• [Supplied material]
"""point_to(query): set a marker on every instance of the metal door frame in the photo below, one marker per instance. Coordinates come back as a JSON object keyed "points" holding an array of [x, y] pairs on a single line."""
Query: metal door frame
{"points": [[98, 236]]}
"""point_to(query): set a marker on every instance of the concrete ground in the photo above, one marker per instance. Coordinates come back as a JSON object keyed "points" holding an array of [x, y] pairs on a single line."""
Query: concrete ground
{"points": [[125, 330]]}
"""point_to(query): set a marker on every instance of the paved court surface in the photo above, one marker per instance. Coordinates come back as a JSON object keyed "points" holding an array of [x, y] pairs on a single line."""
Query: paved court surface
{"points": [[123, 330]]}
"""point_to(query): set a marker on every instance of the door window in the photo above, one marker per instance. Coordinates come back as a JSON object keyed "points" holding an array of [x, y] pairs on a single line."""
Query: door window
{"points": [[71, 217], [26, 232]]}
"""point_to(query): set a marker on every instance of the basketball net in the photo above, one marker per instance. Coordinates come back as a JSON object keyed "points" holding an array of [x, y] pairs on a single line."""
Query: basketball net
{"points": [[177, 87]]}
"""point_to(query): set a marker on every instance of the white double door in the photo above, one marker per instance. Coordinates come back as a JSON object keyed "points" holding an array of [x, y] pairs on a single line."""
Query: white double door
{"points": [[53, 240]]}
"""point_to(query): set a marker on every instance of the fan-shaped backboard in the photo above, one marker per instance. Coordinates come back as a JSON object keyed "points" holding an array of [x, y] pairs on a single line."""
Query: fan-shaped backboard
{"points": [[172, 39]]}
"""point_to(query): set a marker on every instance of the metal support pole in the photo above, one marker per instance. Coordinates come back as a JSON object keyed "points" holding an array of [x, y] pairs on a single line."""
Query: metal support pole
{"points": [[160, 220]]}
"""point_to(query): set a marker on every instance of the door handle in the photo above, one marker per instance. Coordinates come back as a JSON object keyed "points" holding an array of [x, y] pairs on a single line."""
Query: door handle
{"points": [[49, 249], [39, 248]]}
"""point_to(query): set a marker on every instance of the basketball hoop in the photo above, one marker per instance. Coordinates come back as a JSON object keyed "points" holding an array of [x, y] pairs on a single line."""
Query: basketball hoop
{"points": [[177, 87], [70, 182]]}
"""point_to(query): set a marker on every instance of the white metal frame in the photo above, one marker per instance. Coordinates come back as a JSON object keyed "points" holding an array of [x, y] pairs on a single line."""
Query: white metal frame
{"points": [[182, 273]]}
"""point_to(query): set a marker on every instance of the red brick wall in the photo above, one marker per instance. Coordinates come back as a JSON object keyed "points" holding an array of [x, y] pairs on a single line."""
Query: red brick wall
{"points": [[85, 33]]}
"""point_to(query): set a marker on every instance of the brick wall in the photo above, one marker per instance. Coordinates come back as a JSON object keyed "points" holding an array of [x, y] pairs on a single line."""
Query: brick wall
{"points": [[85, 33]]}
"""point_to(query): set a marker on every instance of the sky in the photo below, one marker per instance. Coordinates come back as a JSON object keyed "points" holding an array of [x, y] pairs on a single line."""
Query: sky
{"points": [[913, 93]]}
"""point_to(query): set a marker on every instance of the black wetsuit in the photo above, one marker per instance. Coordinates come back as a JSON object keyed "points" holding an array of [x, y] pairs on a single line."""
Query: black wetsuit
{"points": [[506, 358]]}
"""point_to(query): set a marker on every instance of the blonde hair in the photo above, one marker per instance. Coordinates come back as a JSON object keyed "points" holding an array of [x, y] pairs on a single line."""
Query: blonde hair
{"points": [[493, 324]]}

• [Directions] Give every entry again, exactly as it reads.

• [Written response]
"""point_to(query): set a marker on every instance of the metal door frame in the photo below, one marker per instance. Coordinates come back as a JSON object keyed "points" holding an array of [x, y] pairs on a single line."""
Query: metal door frame
{"points": [[98, 236]]}
"""point_to(query): set a marker on every instance of the concrete ground in the photo above, one marker per instance. Coordinates come back as a JSON object keyed "points" holding an array of [x, y] pairs on a single line."""
Query: concrete ground
{"points": [[125, 330]]}
"""point_to(query): set a marker on every instance of the paved court surface in the photo above, one marker per instance. Coordinates come back as a JSON object keyed "points" holding an array of [x, y] pairs on a single line."""
Query: paved court surface
{"points": [[123, 330]]}
"""point_to(query): set a marker on every instance of the door window in the photo above, one marker per instance. Coordinates come back as a JSON object keyed "points" holding an array of [x, y] pairs on a single line."""
Query: door window
{"points": [[71, 217], [26, 232]]}
"""point_to(query): set a marker on every instance of the basketball net in the photo above, one marker per instance. Coordinates come back as a JSON object keyed "points" holding an array of [x, y] pairs on a single line."""
Query: basketball net
{"points": [[177, 87]]}
"""point_to(query): set a marker on every instance of the white double door in the photo above, one marker per instance. Coordinates come back as a JSON object keyed "points" holding an array of [x, y] pairs on a single line."""
Query: white double door
{"points": [[53, 240]]}
"""point_to(query): set a marker on every instance of the fan-shaped backboard in the photo above, one marker per instance. Coordinates come back as a JSON object keyed "points" holding an array of [x, y] pairs on a single line."""
Query: fan-shaped backboard
{"points": [[172, 39]]}
"""point_to(query): set a marker on every instance of the metal support pole in the photo above, one marker per instance. Coordinates come back as a JSON object keyed "points" holding an array of [x, y] pairs on a single line."""
Query: metal support pole
{"points": [[160, 220]]}
"""point_to(query): set a marker on every instance of the door handle in the photo above, one marker per instance. Coordinates come back as a JSON object keyed "points" holding an array of [x, y] pairs on a single line."""
Query: door handle
{"points": [[49, 249], [39, 248]]}
"""point_to(query): set a marker on every instance of the basketball hoop in the photo above, one marker per instance. Coordinates come back as a JSON object keyed "points" holding an array of [x, y] pairs on a single line."""
Query: basketball hoop
{"points": [[177, 87], [70, 182]]}
"""point_to(query): set a marker on every instance of the white metal frame in the photo above, one marker per instance. Coordinates come back as a JSON object keyed "points" holding an array of [x, y] pairs on a single line."""
Query: white metal frame
{"points": [[182, 273]]}
"""point_to(query): set a marker on every instance of the red brick wall in the photo above, one marker per instance. Coordinates come back as a JSON object keyed "points" holding an array of [x, y] pairs on a single line."""
Query: red brick wall
{"points": [[85, 33]]}
"""point_to(query): set a marker on every instance of the brick wall in the photo above, one marker per instance. Coordinates come back as a JSON object keyed "points" holding an array of [x, y] pairs on a single line."""
Query: brick wall
{"points": [[85, 33]]}
"""point_to(query): set a marker on every instance of the sky in the photo below, one marker per instance. Coordinates come back as a JSON object keyed "points" holding an array of [x, y] pairs on a single line."""
Query: sky
{"points": [[913, 93]]}
"""point_to(query): set a marker on every instance of the black wetsuit in the photo above, one marker per instance. Coordinates come back as a JSON object keyed "points" holding an array of [x, y] pairs on a single line."""
Query: black wetsuit
{"points": [[506, 358]]}
"""point_to(query): set a marker on every instance of the blonde hair in the photo above, one marker per instance. Coordinates come back as a JSON object keyed "points" holding an array of [x, y] pairs on a single line."""
Query: blonde hair
{"points": [[493, 324]]}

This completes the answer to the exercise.